* **REQUIRED WORK**:
Copy each line from the entries that the word "beige" appears in.

=-=-=

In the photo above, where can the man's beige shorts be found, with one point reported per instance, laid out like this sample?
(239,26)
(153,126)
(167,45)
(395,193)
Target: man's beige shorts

=-=-=

* **REPLY**:
In the photo above, where can the man's beige shorts be found, with one point reported per instance, laid out like this sample?
Target: man's beige shorts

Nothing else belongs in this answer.